▶ To be done
Copy out every line of each of the records below word for word, leaving out the pictures.
### Records for this task
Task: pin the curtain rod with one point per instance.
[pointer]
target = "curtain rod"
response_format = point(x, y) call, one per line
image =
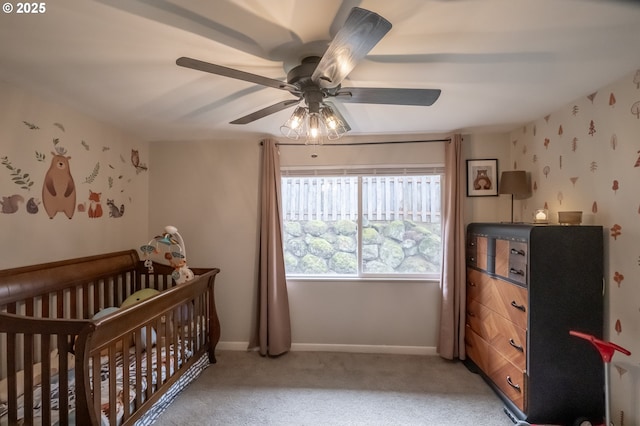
######
▶ Output of the task
Task: pin the curtain rod with one point per instance.
[pointer]
target = "curtain rod"
response_format = point(x, y) call, one per line
image =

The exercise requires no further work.